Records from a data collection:
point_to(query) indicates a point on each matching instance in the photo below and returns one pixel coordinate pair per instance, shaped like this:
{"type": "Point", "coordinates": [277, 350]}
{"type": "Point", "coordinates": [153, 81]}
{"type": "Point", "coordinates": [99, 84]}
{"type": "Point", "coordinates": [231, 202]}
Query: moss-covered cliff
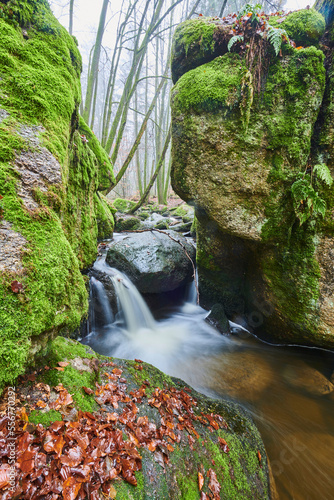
{"type": "Point", "coordinates": [239, 145]}
{"type": "Point", "coordinates": [49, 178]}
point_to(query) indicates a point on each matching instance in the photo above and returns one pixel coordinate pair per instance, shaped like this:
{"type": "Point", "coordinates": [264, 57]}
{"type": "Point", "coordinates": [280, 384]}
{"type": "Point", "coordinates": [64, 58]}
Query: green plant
{"type": "Point", "coordinates": [306, 200]}
{"type": "Point", "coordinates": [276, 36]}
{"type": "Point", "coordinates": [251, 11]}
{"type": "Point", "coordinates": [234, 39]}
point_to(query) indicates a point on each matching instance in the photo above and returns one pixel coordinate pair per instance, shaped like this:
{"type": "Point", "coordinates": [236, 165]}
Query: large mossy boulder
{"type": "Point", "coordinates": [154, 261]}
{"type": "Point", "coordinates": [126, 429]}
{"type": "Point", "coordinates": [238, 149]}
{"type": "Point", "coordinates": [51, 167]}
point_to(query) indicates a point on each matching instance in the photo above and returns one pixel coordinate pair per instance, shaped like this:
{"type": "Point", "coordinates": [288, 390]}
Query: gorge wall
{"type": "Point", "coordinates": [249, 128]}
{"type": "Point", "coordinates": [51, 171]}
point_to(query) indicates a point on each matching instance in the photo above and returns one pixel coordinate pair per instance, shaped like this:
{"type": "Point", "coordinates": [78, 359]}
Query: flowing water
{"type": "Point", "coordinates": [284, 388]}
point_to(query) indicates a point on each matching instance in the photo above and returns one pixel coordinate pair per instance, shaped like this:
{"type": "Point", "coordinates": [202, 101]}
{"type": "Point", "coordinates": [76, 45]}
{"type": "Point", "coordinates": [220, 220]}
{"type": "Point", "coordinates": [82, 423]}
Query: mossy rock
{"type": "Point", "coordinates": [127, 223]}
{"type": "Point", "coordinates": [48, 223]}
{"type": "Point", "coordinates": [242, 469]}
{"type": "Point", "coordinates": [164, 224]}
{"type": "Point", "coordinates": [196, 42]}
{"type": "Point", "coordinates": [235, 156]}
{"type": "Point", "coordinates": [123, 205]}
{"type": "Point", "coordinates": [304, 27]}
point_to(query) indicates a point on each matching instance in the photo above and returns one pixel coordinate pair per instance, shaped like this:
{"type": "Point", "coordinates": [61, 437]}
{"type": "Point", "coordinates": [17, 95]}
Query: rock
{"type": "Point", "coordinates": [235, 160]}
{"type": "Point", "coordinates": [127, 223]}
{"type": "Point", "coordinates": [50, 212]}
{"type": "Point", "coordinates": [110, 293]}
{"type": "Point", "coordinates": [153, 261]}
{"type": "Point", "coordinates": [168, 427]}
{"type": "Point", "coordinates": [162, 225]}
{"type": "Point", "coordinates": [182, 228]}
{"type": "Point", "coordinates": [218, 319]}
{"type": "Point", "coordinates": [308, 379]}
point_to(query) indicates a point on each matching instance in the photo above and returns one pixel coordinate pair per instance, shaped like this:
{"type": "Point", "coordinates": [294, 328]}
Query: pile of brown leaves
{"type": "Point", "coordinates": [83, 457]}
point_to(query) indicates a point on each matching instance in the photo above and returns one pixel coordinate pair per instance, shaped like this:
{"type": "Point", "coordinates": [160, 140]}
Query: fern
{"type": "Point", "coordinates": [319, 205]}
{"type": "Point", "coordinates": [250, 8]}
{"type": "Point", "coordinates": [323, 173]}
{"type": "Point", "coordinates": [306, 201]}
{"type": "Point", "coordinates": [234, 39]}
{"type": "Point", "coordinates": [275, 37]}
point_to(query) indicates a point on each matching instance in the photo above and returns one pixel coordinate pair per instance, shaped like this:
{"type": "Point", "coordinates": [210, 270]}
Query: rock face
{"type": "Point", "coordinates": [237, 154]}
{"type": "Point", "coordinates": [154, 437]}
{"type": "Point", "coordinates": [153, 261]}
{"type": "Point", "coordinates": [50, 212]}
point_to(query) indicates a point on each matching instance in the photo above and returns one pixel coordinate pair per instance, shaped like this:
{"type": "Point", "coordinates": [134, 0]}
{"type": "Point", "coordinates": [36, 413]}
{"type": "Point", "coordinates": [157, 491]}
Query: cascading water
{"type": "Point", "coordinates": [99, 303]}
{"type": "Point", "coordinates": [297, 426]}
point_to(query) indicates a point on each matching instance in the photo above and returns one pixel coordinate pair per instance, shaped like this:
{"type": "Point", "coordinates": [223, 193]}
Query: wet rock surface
{"type": "Point", "coordinates": [11, 245]}
{"type": "Point", "coordinates": [153, 261]}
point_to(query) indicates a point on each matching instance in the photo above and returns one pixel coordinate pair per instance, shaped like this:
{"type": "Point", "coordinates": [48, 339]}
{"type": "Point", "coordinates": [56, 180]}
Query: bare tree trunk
{"type": "Point", "coordinates": [155, 174]}
{"type": "Point", "coordinates": [93, 70]}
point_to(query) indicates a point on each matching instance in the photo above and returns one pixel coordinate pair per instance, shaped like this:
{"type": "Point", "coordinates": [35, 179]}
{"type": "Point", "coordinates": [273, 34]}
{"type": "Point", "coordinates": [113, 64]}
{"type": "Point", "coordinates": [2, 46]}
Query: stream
{"type": "Point", "coordinates": [284, 388]}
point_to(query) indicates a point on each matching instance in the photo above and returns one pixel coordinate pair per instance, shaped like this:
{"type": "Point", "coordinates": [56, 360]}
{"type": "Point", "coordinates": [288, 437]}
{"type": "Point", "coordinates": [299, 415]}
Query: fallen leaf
{"type": "Point", "coordinates": [16, 286]}
{"type": "Point", "coordinates": [224, 445]}
{"type": "Point", "coordinates": [200, 481]}
{"type": "Point", "coordinates": [71, 488]}
{"type": "Point", "coordinates": [214, 485]}
{"type": "Point", "coordinates": [112, 492]}
{"type": "Point", "coordinates": [88, 390]}
{"type": "Point", "coordinates": [41, 404]}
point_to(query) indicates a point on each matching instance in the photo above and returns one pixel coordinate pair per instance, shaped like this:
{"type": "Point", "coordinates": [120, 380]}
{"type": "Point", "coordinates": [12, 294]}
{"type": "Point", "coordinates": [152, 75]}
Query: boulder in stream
{"type": "Point", "coordinates": [154, 261]}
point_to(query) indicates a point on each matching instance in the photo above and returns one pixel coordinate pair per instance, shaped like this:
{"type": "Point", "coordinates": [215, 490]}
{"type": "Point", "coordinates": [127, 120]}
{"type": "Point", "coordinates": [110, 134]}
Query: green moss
{"type": "Point", "coordinates": [195, 31]}
{"type": "Point", "coordinates": [123, 205]}
{"type": "Point", "coordinates": [39, 85]}
{"type": "Point", "coordinates": [304, 27]}
{"type": "Point", "coordinates": [106, 174]}
{"type": "Point", "coordinates": [127, 224]}
{"type": "Point", "coordinates": [10, 142]}
{"type": "Point", "coordinates": [104, 217]}
{"type": "Point", "coordinates": [287, 100]}
{"type": "Point", "coordinates": [42, 83]}
{"type": "Point", "coordinates": [44, 418]}
{"type": "Point", "coordinates": [210, 87]}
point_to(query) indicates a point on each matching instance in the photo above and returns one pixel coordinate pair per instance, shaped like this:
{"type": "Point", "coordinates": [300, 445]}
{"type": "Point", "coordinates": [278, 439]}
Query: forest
{"type": "Point", "coordinates": [166, 250]}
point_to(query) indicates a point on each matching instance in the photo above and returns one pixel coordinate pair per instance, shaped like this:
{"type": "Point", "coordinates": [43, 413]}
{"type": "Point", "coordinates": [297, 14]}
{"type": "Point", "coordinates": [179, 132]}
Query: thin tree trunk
{"type": "Point", "coordinates": [93, 71]}
{"type": "Point", "coordinates": [155, 174]}
{"type": "Point", "coordinates": [140, 133]}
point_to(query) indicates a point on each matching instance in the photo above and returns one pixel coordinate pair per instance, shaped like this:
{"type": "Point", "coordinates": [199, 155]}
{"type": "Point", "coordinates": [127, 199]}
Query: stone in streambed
{"type": "Point", "coordinates": [218, 319]}
{"type": "Point", "coordinates": [153, 261]}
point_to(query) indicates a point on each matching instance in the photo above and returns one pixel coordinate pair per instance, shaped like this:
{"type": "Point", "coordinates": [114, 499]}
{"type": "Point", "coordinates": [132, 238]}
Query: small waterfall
{"type": "Point", "coordinates": [136, 313]}
{"type": "Point", "coordinates": [99, 304]}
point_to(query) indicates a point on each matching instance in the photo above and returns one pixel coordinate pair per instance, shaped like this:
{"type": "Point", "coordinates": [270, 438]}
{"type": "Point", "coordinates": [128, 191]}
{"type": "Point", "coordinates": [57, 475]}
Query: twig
{"type": "Point", "coordinates": [184, 248]}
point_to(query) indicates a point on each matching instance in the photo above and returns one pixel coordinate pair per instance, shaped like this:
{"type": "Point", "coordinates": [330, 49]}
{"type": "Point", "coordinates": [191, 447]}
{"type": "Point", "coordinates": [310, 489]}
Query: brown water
{"type": "Point", "coordinates": [286, 389]}
{"type": "Point", "coordinates": [295, 421]}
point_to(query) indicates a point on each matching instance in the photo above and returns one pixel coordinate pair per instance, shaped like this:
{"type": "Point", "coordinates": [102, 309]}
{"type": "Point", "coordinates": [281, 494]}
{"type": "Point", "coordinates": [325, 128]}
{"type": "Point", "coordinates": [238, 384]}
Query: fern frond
{"type": "Point", "coordinates": [323, 173]}
{"type": "Point", "coordinates": [234, 39]}
{"type": "Point", "coordinates": [319, 205]}
{"type": "Point", "coordinates": [275, 37]}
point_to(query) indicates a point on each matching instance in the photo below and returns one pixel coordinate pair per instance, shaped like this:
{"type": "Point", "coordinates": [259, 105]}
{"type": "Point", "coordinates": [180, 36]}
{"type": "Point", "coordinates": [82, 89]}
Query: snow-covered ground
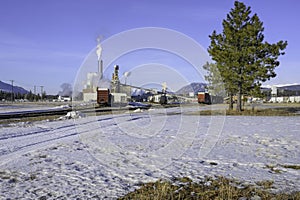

Aim of the exercise: Once the line holding "Query: brown water" is found, set it down along with every line after it through the end of the entries, exactly, leaving the pictures out.

Worked solution:
Query: brown water
{"type": "Point", "coordinates": [286, 389]}
{"type": "Point", "coordinates": [295, 421]}
point_to(query) indicates a point on each matching instance in the photo above and returns one pixel coordinate pair per instance, shaped like this:
{"type": "Point", "coordinates": [102, 309]}
{"type": "Point", "coordinates": [281, 494]}
{"type": "Point", "coordinates": [325, 128]}
{"type": "Point", "coordinates": [238, 384]}
Query: fern frond
{"type": "Point", "coordinates": [323, 173]}
{"type": "Point", "coordinates": [234, 39]}
{"type": "Point", "coordinates": [319, 205]}
{"type": "Point", "coordinates": [275, 37]}
point_to(query) indicates a point on each matching instance in the photo below and returns one pixel coordinate pair per instance, shaped like this:
{"type": "Point", "coordinates": [259, 105]}
{"type": "Point", "coordinates": [180, 36]}
{"type": "Point", "coordinates": [82, 89]}
Query: snow-covered ground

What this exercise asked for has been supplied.